## YOUR TASKS
a) In the guide on external API connectors, which configuration parameter caps the number of concurrent requests sent to the external API?
b) What are all the configuration parameters named in the guide on external API connectors?
c) Extend the guide on external API connectors, picking up after its last sentence.

How to connect an external API connector to an existing model

  1. Set up and deploy a model on-premise, for example, with the name llama-3.3-70b-instruct. For details, see Deploying workers.

  2. Set up the external API connector under the same model name and set require_existing_model_package = true.
    The connector waits for the on-premise worker to adopt the same model package configuration from the existing model.

Note that not all configuration options are supported by the external API connector. Therefore, you may experience model package conflicts; see this troubleshooting guide for mitigations.

While waiting for the on-premise PhariaInference worker to register, the external API connector logs messages similar to the following:

INFO run_external_api_connector{model="llama-3.3-70b-instruct"}: api_scheduler::external_api::connector: Failed to acquire model package, waiting for it to become available checkpoint="llama-3.3-70b-instruct"

It is currently not possible to connect a worker on-premise under the same model name as an already configured external API connector.

Set a load threshold before forwarding tasks to the external API

Considering the load profile on your on-prem hardware and the costs for the external API, you may need to adjust the load threshold before tasks are forwarded to the external API. You can do this with the min_task_age_millis configuration parameter.

For small loads, tasks are processed almost instantly by the local worker after the request has been received. To give preference to the local worker — because you first want to maximize your on-prem GPU usage — tasks are forwarded to the external API only if they have been queued for more than min_task_age_millis = 200.

If both on-prem and external APIs are under heavy load from your users, the tasks are processed by whichever resource once again has available capacity.

If the min_task_age_millis parameter is not configured, the external API connector simply forwards all requests without waiting for them to achieve a particular age.

Limit the load to the external API

You can limit the number of concurrent requests scheduled to the external API by setting the max_tasks_in_flight configuration parameter. This option can be used independently or together with the load-threshold setting.

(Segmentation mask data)
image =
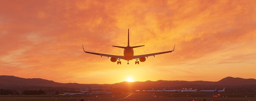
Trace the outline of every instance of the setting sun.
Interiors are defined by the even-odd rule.
[[[134,82],[133,81],[133,79],[132,79],[132,78],[131,77],[128,77],[126,79],[126,81],[129,82]]]

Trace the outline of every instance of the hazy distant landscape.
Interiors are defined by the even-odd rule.
[[[21,91],[31,89],[42,89],[48,91],[74,92],[84,86],[110,86],[113,89],[115,90],[115,91],[127,92],[134,91],[136,90],[148,90],[152,88],[161,89],[164,87],[167,89],[192,88],[198,90],[214,89],[216,88],[221,90],[225,88],[228,92],[255,92],[256,91],[256,80],[229,77],[217,82],[160,80],[97,84],[62,83],[41,78],[26,79],[13,76],[0,76],[0,88],[3,89]]]

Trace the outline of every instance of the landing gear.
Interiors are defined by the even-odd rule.
[[[121,61],[120,61],[121,59],[120,58],[117,58],[117,60],[118,60],[118,61],[117,61],[117,64],[118,64],[119,63],[121,64]]]
[[[135,64],[139,64],[139,61],[138,61],[138,58],[135,59],[136,59],[136,61],[135,61]]]

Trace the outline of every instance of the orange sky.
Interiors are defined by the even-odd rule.
[[[60,82],[256,78],[255,0],[0,0],[0,75]],[[112,45],[145,45],[135,60]]]

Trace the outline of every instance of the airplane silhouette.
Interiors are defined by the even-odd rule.
[[[139,61],[138,61],[138,60],[139,60],[139,59],[141,62],[144,62],[144,61],[146,61],[146,57],[147,57],[147,58],[149,56],[154,56],[154,57],[155,57],[155,55],[172,52],[174,51],[174,49],[175,48],[175,44],[174,44],[174,47],[173,48],[173,50],[172,50],[162,52],[159,52],[159,53],[151,53],[151,54],[144,54],[144,55],[138,55],[138,56],[134,56],[133,55],[134,53],[133,53],[133,49],[132,49],[132,48],[140,47],[141,47],[141,46],[145,46],[145,45],[139,45],[139,46],[130,46],[129,42],[129,29],[128,29],[128,45],[127,45],[127,46],[126,47],[122,47],[122,46],[112,45],[112,46],[113,46],[113,47],[117,47],[117,48],[124,49],[124,56],[123,56],[113,55],[99,53],[96,53],[86,51],[84,50],[84,46],[83,45],[82,45],[82,46],[83,47],[83,50],[84,50],[84,52],[85,52],[86,53],[99,55],[99,56],[101,56],[101,57],[102,57],[102,56],[107,57],[107,58],[108,58],[109,57],[111,57],[110,61],[113,62],[116,62],[118,60],[118,61],[117,61],[117,64],[121,64],[121,61],[120,61],[121,59],[124,59],[125,60],[127,60],[127,64],[129,64],[129,60],[131,60],[133,59],[135,59],[136,60],[136,61],[135,61],[135,64],[138,64],[139,62]]]

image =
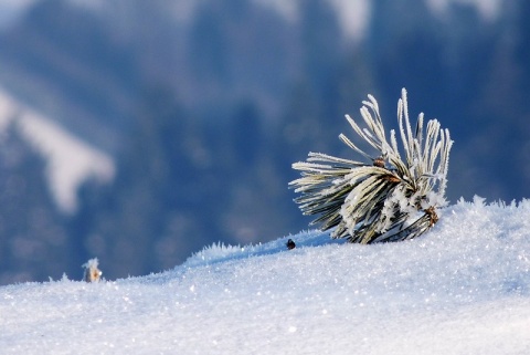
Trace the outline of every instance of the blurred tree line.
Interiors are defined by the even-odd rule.
[[[452,201],[527,197],[530,168],[515,163],[530,150],[528,2],[495,19],[455,2],[442,15],[414,0],[371,3],[354,43],[325,0],[300,2],[295,20],[254,1],[203,1],[186,24],[159,0],[109,1],[105,13],[38,2],[0,36],[0,80],[110,152],[117,176],[88,180],[77,212],[63,216],[44,157],[10,127],[0,139],[0,283],[80,279],[93,257],[107,279],[140,275],[220,240],[306,229],[287,189],[292,163],[310,150],[351,157],[337,139],[351,129],[343,115],[359,117],[371,93],[393,125],[403,86],[411,115],[436,116],[456,142]]]

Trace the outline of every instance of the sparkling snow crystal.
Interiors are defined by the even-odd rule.
[[[441,129],[436,119],[427,122],[423,114],[415,129],[411,128],[406,91],[398,102],[398,148],[394,130],[386,139],[375,98],[368,96],[361,116],[361,128],[346,116],[353,130],[378,153],[371,156],[344,135],[340,139],[369,163],[343,159],[321,153],[309,153],[307,161],[295,163],[301,178],[290,182],[301,194],[295,201],[304,215],[318,215],[312,221],[322,230],[333,228],[333,238],[351,242],[373,243],[412,239],[437,222],[436,209],[446,205],[449,132]],[[404,154],[404,159],[402,158]]]

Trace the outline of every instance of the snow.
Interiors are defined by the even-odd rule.
[[[50,118],[18,102],[0,87],[0,132],[18,121],[22,136],[46,158],[50,189],[62,211],[77,208],[77,188],[88,177],[109,181],[115,175],[113,159],[103,150],[67,132]]]
[[[142,278],[2,286],[0,348],[529,354],[530,200],[476,198],[439,216],[433,230],[406,242],[350,244],[308,231],[256,246],[213,244]],[[105,272],[105,260],[100,267]]]

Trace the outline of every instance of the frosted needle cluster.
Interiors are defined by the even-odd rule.
[[[318,216],[311,225],[332,229],[333,238],[363,244],[412,239],[433,227],[437,208],[447,203],[453,140],[436,119],[428,121],[425,129],[423,113],[412,129],[403,88],[398,102],[400,153],[395,130],[390,130],[389,142],[378,102],[368,98],[360,109],[364,128],[349,115],[346,118],[377,154],[369,155],[341,134],[339,138],[365,161],[309,153],[307,161],[293,164],[301,177],[289,186],[300,194],[295,202],[304,215]]]

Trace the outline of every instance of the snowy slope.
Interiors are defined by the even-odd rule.
[[[114,161],[107,154],[19,103],[0,87],[0,132],[11,119],[18,121],[23,137],[46,157],[49,185],[64,212],[77,208],[77,187],[86,178],[108,181],[114,177]]]
[[[144,278],[0,288],[0,348],[530,354],[530,200],[460,201],[409,242],[347,244],[316,231],[290,238],[294,250],[287,238],[212,246]]]

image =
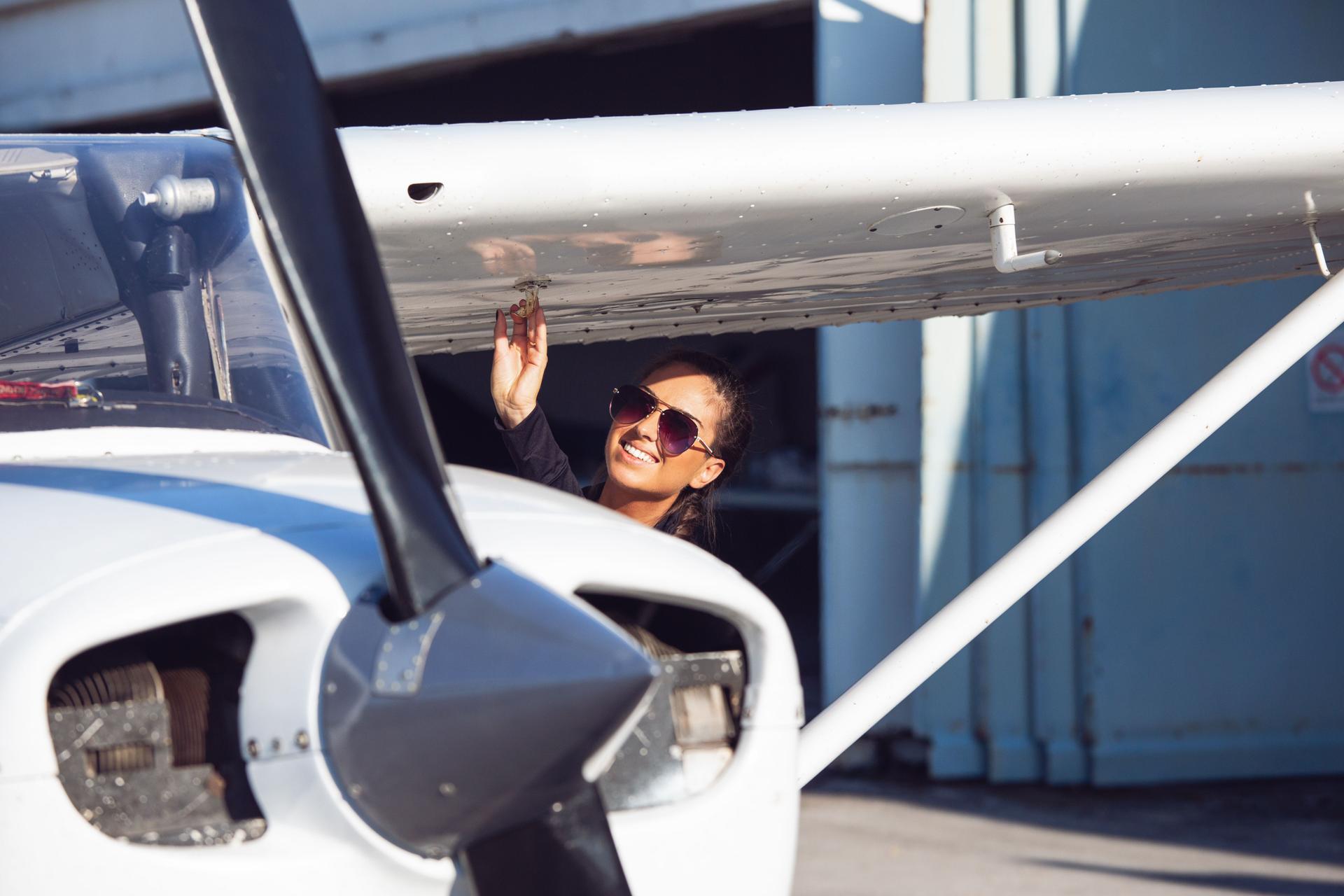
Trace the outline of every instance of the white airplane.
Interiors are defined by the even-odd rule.
[[[798,789],[1344,321],[1327,279],[800,729],[759,591],[445,467],[402,340],[1328,278],[1344,86],[337,140],[284,3],[187,8],[231,136],[0,137],[4,893],[784,896]]]

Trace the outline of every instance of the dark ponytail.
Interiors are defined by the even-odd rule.
[[[742,376],[714,355],[673,349],[660,355],[640,372],[645,382],[655,372],[672,364],[684,364],[710,377],[715,396],[719,400],[719,424],[714,431],[714,453],[723,461],[723,473],[700,489],[689,485],[664,514],[660,527],[679,539],[685,539],[703,548],[712,549],[718,543],[719,489],[737,473],[751,441],[751,406],[747,402],[747,384]]]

## OUTPUTS IN ORDER
a) max_tasks_in_flight

b) require_existing_model_package, min_task_age_millis, max_tasks_in_flight

c)
Activating in the Helm configuration

To activate the external API connectors, reference the secret in the inference-api section of your configuration:

inference-api:
  externalApiConnectors:
    enabled: true
    secretName: inference-api-external-api-connectors

After modifications of the secret:

  • For PhariaAI releases before 1.251000: the inference-api needs to be restarted for the settings to take effect.

  • From PhariaAI release 1.251000: the inference-api automatically reloads the modified configuration.

After the configuration has been modified, the inference-api logs show a new worker registration:

INFO run_external_api_connector{model="internal-name"}: api_scheduler::routes::workers: Worker registered successfully

Replacing an existing model or checkpoint

  1. Test if your user has the required privileges.
    This manual migration requires a user with administrative permissions. You can try DELETE https://inference-api.example.com/model-packages/some-non-existent-checkpoint to see if this is the case. If you get back an HTTP 404 Not Found, then you’re good to go.

    Example curl request:

    curl -H "Authorization: Bearer $TOKEN" -X DELETE \
          https://inference-api.example.com/model-packages/some-non-existent-checkpoint
  2. Prepare the configuration for the external API connector as outlined above.

  3. Shut down all workers serving the model or checkpoint you want to replace with the external API connector. Your model will not be available until the following steps are completed.

  4. DELETE https://inference-api.example.com/model-packages/{checkpoint_name}

    Example curl request:

    curl -H "Authorization: Bearer $TOKEN" -X DELETE \
      https://inference-api.example.com/model-packages/{checkpoint_name}
  5. Deploy your new configuration for the inference-api service. This restarts the pod and the external API connector immediately creates the checkpoint/model again.

Troubleshooting

In the event that a model does not become available, inspect the logs of the inference-api pod for potential configuration issues.

Aleph Alpha does not support all parameters offered by OpenAI API endpoints.